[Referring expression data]
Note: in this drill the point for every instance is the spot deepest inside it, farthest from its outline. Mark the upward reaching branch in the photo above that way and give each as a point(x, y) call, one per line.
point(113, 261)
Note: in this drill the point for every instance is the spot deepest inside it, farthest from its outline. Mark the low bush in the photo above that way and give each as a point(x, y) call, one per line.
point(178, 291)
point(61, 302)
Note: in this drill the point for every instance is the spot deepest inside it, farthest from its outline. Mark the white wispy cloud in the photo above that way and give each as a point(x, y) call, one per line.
--
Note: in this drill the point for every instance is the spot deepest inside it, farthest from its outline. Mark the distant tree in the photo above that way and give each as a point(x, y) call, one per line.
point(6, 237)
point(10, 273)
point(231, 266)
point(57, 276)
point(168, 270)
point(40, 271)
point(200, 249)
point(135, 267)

◆ **TASK**
Working from the data above, extract solely the lines from the one containing "Mark the upward" through the one containing "Mark the white", exactly as they appear, both included.

◆ **EXPECTED ANSWER**
Note: in this drill the point for every instance is the spot deepest inside it, farthest from its outline. Mark the upward reaching branch in the photo above that way and give each as a point(x, y) call, one per line.
point(113, 261)
Note: in this drill the point for every instance is the spot deepest inside it, farthest from its outline. Mark the low bush in the photo above that way and give each as a point(x, y) call, one per line.
point(178, 291)
point(61, 302)
Note: in this drill the point for every instance is the spot deepest inside it, farthest from its outline. Mark the white wispy cloud in the photo above that way and give each as a point(x, y) call, one per line.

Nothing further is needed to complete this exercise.